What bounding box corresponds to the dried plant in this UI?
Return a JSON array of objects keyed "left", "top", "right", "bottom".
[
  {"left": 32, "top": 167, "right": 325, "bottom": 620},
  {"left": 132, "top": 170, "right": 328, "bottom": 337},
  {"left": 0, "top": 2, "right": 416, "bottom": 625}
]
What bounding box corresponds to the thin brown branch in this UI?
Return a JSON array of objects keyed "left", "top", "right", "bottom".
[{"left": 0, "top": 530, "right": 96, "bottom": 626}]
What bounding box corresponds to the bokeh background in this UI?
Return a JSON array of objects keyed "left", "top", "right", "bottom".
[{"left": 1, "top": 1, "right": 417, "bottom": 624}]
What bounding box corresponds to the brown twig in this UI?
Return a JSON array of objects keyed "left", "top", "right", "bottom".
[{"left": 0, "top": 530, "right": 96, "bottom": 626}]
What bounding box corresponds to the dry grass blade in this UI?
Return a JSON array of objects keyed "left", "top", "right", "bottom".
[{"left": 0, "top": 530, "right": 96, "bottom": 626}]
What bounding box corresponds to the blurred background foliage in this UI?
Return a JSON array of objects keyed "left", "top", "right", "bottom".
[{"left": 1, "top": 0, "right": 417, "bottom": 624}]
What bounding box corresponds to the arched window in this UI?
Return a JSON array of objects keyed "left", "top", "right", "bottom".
•••
TASK ▸ In the listing, find each line with the string "brown" and copy it.

COMPLETED TASK ▸
What bounding box corresponds to the thin brown branch in this UI?
What bounding box corresponds to the brown twig in this UI?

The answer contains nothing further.